:: DATA SUPPLIED ::

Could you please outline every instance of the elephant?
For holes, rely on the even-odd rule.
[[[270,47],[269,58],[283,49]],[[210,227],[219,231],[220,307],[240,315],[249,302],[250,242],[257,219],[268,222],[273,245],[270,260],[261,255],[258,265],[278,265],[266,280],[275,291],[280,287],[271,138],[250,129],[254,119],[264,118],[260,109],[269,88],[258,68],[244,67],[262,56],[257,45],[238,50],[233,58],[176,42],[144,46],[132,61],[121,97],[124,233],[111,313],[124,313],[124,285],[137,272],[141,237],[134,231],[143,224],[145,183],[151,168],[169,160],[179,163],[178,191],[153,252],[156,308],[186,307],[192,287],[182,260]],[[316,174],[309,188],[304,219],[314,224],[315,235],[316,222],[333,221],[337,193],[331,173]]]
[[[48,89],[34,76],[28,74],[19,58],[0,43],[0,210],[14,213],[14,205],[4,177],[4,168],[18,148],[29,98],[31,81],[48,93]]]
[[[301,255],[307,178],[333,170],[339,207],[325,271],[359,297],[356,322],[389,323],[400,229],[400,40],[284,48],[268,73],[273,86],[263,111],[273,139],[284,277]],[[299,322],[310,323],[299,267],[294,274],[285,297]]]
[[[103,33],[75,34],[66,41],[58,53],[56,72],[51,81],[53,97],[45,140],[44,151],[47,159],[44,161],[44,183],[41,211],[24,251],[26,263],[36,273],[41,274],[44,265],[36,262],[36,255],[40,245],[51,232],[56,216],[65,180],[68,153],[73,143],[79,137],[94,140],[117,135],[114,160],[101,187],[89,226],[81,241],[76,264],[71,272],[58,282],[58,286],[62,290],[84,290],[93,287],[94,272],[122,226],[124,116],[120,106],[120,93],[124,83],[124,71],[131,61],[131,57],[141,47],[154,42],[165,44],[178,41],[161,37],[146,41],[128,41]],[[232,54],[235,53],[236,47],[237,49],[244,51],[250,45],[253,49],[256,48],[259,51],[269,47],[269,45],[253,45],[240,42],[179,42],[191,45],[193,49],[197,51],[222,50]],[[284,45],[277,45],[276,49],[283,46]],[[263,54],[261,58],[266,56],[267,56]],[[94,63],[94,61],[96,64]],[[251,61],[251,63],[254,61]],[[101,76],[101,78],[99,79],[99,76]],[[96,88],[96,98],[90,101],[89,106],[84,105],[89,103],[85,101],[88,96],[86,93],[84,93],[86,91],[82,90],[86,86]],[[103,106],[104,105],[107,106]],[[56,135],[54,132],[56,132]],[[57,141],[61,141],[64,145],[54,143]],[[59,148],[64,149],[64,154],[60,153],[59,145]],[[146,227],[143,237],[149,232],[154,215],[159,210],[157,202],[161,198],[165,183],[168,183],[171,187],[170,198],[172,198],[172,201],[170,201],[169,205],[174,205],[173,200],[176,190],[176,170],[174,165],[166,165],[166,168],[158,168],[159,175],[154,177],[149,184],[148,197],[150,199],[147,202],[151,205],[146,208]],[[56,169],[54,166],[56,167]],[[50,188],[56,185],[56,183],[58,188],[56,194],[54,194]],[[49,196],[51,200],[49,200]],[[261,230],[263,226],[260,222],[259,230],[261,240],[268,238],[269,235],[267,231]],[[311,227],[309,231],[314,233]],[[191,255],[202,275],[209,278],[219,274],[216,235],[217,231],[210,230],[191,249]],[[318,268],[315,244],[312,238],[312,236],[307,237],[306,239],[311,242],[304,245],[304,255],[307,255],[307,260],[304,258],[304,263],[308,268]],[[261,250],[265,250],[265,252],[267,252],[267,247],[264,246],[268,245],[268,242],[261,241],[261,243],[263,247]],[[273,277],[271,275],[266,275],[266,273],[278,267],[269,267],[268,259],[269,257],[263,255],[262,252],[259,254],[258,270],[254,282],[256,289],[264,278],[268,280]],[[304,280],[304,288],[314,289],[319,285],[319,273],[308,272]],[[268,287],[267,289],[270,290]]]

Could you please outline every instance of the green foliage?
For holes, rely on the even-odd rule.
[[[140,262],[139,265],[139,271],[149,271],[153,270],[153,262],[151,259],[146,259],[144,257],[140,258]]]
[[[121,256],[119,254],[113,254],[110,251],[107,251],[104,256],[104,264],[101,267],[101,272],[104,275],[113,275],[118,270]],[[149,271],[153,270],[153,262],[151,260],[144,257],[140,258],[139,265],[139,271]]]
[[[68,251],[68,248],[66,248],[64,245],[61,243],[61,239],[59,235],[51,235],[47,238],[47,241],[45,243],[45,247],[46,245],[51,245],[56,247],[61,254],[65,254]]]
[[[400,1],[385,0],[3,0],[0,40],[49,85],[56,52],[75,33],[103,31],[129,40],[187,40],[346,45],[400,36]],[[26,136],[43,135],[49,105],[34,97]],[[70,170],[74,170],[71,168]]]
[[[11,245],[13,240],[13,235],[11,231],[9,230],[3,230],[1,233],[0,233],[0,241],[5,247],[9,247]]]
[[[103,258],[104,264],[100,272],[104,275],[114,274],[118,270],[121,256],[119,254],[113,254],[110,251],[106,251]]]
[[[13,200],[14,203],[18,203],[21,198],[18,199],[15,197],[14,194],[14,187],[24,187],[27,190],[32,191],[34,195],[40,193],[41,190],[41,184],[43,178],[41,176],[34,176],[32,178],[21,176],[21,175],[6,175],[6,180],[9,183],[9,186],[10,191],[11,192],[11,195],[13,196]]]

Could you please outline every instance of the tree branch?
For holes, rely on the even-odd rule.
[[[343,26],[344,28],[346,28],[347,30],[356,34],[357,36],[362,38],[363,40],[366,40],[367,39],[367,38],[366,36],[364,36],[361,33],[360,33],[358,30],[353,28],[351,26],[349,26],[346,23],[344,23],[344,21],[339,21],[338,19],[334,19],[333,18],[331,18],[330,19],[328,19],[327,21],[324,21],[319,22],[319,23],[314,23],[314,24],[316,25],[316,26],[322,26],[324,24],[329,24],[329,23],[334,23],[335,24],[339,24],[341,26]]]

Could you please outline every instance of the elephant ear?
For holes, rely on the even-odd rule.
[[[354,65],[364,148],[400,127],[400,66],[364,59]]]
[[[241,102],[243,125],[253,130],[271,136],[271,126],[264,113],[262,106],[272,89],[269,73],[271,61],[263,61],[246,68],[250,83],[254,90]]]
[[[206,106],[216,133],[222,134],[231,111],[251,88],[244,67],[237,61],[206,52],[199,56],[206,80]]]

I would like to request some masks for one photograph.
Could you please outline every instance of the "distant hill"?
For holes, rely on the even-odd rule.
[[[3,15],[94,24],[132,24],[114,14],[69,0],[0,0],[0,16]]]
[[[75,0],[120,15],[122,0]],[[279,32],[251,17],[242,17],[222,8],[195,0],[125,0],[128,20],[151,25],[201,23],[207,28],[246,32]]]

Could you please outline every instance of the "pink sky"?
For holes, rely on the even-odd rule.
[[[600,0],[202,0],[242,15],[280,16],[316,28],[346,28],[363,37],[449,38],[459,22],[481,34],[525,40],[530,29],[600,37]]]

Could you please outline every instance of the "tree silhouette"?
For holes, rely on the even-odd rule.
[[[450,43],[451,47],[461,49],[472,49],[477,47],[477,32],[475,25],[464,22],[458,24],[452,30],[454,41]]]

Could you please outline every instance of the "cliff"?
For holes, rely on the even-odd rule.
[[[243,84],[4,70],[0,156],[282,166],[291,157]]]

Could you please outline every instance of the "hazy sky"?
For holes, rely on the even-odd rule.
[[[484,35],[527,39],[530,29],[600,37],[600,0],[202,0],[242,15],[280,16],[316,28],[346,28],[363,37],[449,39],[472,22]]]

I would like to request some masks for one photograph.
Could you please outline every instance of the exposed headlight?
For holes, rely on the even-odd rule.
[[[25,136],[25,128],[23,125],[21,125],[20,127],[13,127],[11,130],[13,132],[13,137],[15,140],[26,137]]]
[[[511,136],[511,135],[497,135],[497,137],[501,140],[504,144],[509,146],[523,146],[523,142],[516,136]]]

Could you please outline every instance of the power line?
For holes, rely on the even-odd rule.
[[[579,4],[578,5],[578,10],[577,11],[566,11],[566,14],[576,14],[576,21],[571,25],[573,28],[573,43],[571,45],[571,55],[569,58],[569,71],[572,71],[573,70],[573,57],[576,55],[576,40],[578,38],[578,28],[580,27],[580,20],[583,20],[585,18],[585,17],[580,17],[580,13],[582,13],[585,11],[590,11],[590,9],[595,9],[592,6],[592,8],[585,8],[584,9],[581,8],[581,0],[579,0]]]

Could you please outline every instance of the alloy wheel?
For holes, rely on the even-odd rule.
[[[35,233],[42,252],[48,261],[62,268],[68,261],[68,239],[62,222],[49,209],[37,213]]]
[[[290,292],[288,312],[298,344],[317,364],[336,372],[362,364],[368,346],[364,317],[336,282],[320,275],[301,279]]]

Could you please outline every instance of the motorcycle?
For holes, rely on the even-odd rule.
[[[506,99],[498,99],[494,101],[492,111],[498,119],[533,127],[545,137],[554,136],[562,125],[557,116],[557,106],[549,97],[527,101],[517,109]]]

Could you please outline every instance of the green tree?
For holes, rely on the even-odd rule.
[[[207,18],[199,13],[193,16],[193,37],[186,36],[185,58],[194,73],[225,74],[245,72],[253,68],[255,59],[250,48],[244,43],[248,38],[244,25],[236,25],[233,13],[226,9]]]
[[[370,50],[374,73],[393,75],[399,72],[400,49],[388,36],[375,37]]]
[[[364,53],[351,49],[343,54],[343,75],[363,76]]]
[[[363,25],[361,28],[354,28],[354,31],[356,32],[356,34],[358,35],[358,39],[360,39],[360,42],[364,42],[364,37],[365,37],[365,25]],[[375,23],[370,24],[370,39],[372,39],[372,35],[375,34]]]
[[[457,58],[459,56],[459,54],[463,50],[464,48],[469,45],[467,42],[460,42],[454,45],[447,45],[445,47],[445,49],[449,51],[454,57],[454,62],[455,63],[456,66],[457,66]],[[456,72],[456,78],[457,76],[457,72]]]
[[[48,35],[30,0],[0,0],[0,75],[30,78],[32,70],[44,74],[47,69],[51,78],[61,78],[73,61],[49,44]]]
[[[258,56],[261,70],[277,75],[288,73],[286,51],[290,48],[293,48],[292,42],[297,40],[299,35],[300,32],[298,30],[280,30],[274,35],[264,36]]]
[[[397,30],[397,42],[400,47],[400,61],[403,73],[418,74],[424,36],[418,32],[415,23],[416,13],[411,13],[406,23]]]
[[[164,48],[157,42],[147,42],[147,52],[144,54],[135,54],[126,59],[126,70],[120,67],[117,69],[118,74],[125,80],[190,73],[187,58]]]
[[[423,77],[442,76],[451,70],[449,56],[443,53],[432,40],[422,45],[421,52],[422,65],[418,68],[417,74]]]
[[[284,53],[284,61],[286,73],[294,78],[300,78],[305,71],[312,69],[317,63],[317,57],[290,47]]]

:: REQUIRED TASK ::
Return every line of the records that contains the word "green", treating uppercase and lowercase letters as different.

:: SOLUTION TO THE EXERCISE ::
Could you please outline every instance of the green foliage?
Could you please outline every instance of the green tree?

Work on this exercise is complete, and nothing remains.